■ Excerpted passage
Basic monroe engine:
- Takes raw text
- Tokenises
- Stems words using Porter Stemmer (removes 'ing', 's'...
- Sees how many match the (stemmed) most common 1000 words
- Returns a float percentage score

List of common words from http://www.ef.co.uk/english-resources/english-vocabulary/top-1000-words/

In [155]:
# Must run this cell first - downloads the specific nltk packages needed (the ones that don't get downloaded with pip)
nltk.download('averaged_perceptron_tagger')

[nltk_data] Downloading package averaged_perceptron_tagger to
[nltk_data]     C:\Users\Emma\AppData\Roaming\nltk_data...
[nltk_data]   Package averaged_perceptron_tagger is already up-to-
[nltk_data]       date!


True

In [186]:
import re
import nltk
    
def tokenise(text):
    '''
    Takes raw text and returns a list of tokens
    
    At present, tokens are:
    - 2+ characters long
    - Alphabetic (numbers are automatically excluded)
    '''
    text = text.encode('ascii', 'ignore').decode('utf-8')
    tokens = re.findall("[A-Za-z]{2,}",text)
    tokens = [t for t in tokens]
    return tokens

def tag_proper_nouns(text):
    '''
    Takes raw text, tags it using a part-of-speech tagger and returns a list of the proper nouns
    
    Will be slow for large pieces of text!

■ Data shown
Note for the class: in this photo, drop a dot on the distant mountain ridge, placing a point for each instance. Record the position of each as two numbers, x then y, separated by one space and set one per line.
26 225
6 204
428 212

■ What you need to do
- A) Summarize the monroe engine notebook in two sentences.
- B) Carry on the monroe engine notebook from its final line.
The material has no connection to the monroe engine notebook.

■ Answers by task
- A) The monroe engine takes raw text, tokenizes it, stems the words with the Porter Stemmer, counts how many match the stemmed 1000 most common words, and returns a float percentage score. The code defines a tokenise function that keeps alphabetic tokens at least two characters long, and it begins a tag_proper_nouns function that uses a part-of-speech tagger to return a list of the proper nouns.

- B)
    
    Requires averaged_perceptron_tagger from nltk (not all nltk packages are downloaded via pip)
    can get this package by using nltk.download() in python shell
    '''
    proper_nouns = set()
    sentences = nltk.tokenize.sent_tokenize(text)
    for sent in sentences:
        tagged_sent = nltk.tag.pos_tag(tokenise(sent))
        proper_nouns.update([word for word, pos in tagged_sent if pos == 'NNP'])
    return proper_nouns

def lowercase(tokens):
    '''
    Takes a list of tokens, makes them all lowercase and returns them
    '''
    return [t.lower() for t in tokens]

def stem(tokens):
    '''
    Takes a list of tokens, applies a stemming algorithm (returns standardised forms of words - removes
    'ing', 's'...) and returns a list of stemmed words
    
    At present:
    - We use the Porter stemmer (least aggressive form of stemming - alternates are snowball and lancaster)
    '''
    stemmer = nltk.stem.PorterStemmer()
    return [stemmer.stem(t) for t in tokens]

def get_common():  
    '''
    Opens the text file containing the list of 1000 most common words found at
    http://www.ef.co.uk/english-resources/english-vocabulary/top-1000-words/
    removes the newlines and returns them as a list.
    '''
    text = []
    with open('1000common.txt', 'r') as f:
        for line in f:
            if line.endswith('\n'):
                text.append(line[0:-1])
            else:
                text.append(line)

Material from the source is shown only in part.